■ What this task involves
In the data below, find each line containing the string "prompts" and return it.

[Source records]

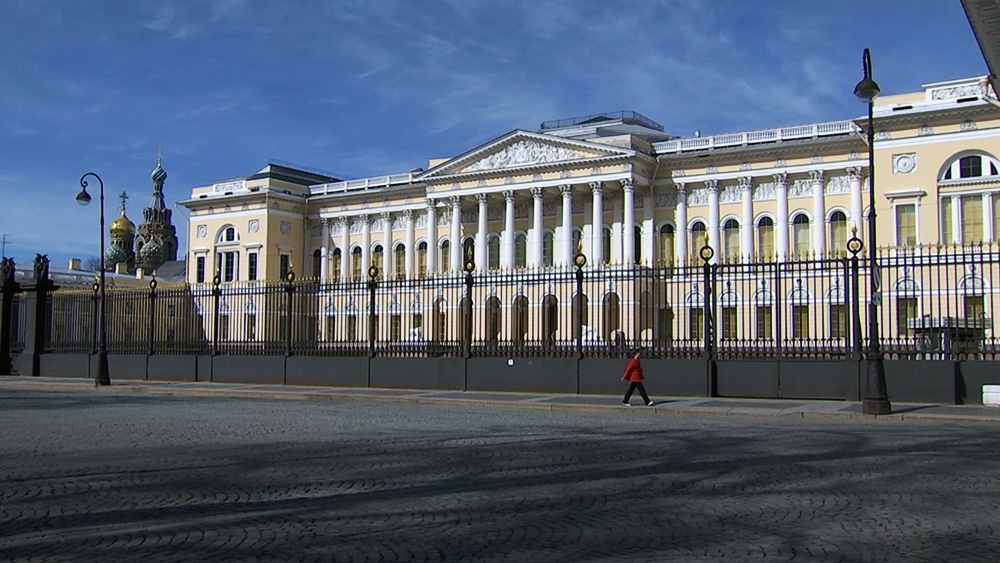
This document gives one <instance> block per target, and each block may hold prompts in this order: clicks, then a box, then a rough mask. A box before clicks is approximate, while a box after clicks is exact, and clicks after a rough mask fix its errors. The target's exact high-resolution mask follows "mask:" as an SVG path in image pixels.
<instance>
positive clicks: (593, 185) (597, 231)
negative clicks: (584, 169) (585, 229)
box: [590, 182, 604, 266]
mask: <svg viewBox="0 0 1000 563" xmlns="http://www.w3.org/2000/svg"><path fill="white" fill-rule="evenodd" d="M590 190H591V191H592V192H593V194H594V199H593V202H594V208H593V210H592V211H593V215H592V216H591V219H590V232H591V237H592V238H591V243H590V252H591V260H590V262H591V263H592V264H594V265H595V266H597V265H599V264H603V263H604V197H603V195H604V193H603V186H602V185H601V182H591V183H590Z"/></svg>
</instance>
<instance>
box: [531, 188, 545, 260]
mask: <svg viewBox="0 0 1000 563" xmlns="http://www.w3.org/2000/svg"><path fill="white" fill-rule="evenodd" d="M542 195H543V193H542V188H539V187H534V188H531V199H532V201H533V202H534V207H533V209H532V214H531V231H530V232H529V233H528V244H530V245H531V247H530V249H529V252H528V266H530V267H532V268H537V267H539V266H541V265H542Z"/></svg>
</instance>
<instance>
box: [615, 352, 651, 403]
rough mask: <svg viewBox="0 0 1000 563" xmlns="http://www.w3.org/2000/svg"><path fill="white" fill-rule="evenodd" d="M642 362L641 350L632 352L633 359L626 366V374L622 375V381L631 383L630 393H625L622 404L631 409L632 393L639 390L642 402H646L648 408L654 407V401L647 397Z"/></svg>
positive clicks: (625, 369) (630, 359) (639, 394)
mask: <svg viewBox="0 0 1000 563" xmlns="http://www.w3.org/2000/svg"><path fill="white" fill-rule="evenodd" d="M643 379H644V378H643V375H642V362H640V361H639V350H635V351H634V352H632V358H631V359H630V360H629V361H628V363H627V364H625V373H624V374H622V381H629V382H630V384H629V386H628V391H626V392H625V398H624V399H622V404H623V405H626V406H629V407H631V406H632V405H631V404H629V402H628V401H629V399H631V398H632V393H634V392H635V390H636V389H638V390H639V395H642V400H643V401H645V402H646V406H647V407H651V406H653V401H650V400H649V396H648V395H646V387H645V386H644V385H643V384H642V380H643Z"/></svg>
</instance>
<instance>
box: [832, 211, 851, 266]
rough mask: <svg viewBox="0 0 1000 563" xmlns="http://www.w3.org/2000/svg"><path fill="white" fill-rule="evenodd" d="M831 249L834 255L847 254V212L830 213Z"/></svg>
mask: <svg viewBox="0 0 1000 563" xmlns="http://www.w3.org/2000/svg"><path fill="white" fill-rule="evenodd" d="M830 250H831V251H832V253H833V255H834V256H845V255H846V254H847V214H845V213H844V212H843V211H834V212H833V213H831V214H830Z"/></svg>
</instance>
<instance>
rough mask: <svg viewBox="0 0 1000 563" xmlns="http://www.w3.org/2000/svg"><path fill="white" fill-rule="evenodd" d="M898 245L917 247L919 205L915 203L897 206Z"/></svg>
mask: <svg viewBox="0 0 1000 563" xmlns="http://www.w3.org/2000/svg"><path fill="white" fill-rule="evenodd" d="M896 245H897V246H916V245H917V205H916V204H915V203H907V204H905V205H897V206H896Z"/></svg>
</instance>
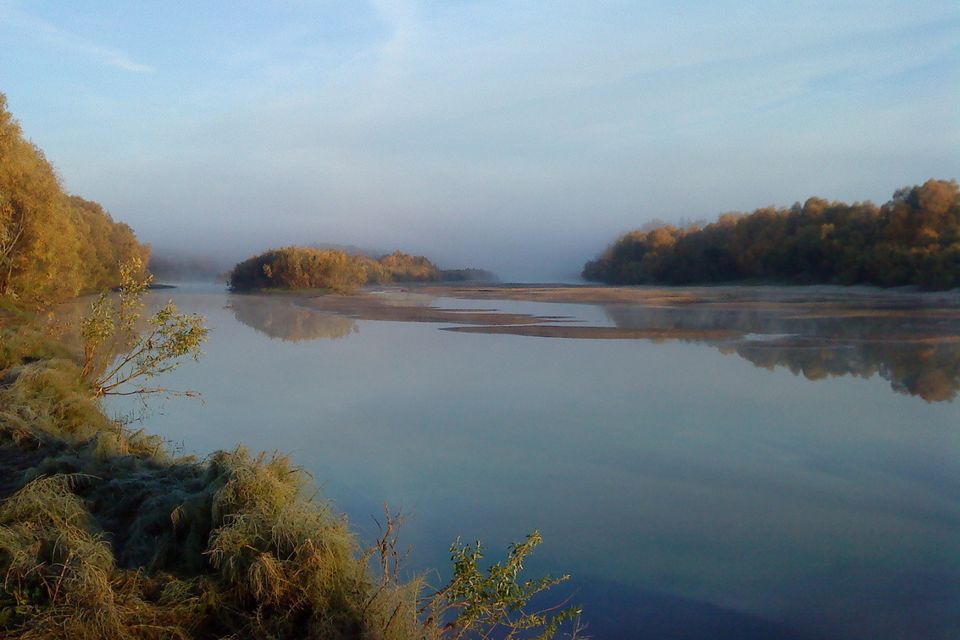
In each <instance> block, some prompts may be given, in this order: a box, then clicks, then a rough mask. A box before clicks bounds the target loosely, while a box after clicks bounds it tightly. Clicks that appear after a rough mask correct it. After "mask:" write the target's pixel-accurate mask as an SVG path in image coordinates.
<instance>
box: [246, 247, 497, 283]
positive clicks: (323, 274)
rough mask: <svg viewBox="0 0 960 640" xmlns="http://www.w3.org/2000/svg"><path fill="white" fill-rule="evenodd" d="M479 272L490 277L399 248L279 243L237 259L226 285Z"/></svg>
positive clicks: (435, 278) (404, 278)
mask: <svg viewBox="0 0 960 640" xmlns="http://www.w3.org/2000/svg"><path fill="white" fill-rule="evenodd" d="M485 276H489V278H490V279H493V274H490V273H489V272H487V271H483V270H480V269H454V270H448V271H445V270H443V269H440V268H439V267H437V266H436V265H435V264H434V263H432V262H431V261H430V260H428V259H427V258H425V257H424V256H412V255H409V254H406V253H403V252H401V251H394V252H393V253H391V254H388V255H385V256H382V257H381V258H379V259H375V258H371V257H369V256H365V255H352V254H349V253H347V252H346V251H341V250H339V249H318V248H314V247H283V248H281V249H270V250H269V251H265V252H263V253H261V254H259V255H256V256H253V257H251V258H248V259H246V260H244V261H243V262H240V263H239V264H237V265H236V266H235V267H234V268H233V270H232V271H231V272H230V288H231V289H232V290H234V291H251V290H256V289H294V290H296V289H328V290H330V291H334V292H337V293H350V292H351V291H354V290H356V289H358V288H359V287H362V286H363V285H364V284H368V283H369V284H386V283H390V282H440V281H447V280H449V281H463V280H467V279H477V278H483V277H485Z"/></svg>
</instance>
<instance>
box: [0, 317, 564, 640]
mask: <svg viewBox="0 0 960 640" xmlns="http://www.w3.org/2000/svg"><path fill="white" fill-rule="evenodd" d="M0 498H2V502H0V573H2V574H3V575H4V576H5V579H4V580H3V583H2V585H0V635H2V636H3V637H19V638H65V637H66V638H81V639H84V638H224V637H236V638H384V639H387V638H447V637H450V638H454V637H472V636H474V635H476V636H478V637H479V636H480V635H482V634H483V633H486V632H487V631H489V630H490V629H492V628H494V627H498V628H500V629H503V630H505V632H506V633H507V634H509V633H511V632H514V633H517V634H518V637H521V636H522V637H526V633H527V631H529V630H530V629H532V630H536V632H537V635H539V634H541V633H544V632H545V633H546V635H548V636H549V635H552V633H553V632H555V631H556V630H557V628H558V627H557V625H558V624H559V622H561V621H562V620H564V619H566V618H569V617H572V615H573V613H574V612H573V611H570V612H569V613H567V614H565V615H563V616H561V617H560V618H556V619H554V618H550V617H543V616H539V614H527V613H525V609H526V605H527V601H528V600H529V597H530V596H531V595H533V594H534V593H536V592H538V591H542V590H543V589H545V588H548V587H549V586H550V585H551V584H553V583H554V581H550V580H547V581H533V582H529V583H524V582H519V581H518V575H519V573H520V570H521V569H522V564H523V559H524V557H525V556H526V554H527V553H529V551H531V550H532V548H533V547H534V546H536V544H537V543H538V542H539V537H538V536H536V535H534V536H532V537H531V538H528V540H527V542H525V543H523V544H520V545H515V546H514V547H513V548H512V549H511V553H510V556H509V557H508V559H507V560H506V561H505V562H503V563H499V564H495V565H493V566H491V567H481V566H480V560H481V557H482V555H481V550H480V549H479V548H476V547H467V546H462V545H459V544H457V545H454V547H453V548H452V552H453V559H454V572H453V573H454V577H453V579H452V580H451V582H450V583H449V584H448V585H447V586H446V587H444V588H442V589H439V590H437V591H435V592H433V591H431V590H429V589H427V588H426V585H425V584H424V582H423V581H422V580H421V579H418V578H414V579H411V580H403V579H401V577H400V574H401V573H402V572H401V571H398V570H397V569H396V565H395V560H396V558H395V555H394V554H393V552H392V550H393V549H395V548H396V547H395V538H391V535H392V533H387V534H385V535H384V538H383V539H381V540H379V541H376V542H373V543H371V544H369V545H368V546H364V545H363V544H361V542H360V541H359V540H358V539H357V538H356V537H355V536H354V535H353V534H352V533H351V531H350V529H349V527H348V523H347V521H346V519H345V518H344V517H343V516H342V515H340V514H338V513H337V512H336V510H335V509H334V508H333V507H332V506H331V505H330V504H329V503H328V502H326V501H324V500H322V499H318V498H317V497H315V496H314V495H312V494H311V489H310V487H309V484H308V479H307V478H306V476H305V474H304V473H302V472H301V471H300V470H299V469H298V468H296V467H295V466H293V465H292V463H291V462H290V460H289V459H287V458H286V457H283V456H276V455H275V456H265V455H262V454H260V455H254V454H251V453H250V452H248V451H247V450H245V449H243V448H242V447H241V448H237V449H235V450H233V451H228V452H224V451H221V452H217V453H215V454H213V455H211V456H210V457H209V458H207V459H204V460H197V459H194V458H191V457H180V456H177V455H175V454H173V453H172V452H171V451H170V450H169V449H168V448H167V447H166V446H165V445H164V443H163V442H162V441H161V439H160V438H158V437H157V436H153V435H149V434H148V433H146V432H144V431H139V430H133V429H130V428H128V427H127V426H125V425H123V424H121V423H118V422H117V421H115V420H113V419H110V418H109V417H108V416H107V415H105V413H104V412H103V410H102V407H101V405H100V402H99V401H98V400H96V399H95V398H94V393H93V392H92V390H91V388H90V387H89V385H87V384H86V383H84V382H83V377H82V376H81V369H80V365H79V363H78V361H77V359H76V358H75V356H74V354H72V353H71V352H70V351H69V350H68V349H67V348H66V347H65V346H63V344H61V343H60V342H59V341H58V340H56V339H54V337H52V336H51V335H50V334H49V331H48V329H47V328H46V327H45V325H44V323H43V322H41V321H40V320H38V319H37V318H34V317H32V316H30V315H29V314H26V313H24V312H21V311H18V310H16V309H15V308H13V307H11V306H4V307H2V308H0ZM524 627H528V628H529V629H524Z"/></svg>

■ Response to this task
This document gives one <instance> block per target, and each block may hold prompts in this order: clicks, then a box, then a rough mask. A box before clicks is approximate, while a box after clicks is exact, and clicks after a rough mask fix its errors. The target's exact high-resolution mask follows "mask:" as an SVG path in image pixels.
In each <instance> block, some prompts may be given, in this order: a box, then clicks, then a rough mask. A box before clicks bounds the target loosely, while a box after clicks bounds it tightly. Clicks that appear after a rough mask correct it. After "mask:" write the target's pixel-accurate mask as an SVG path in image coordinates.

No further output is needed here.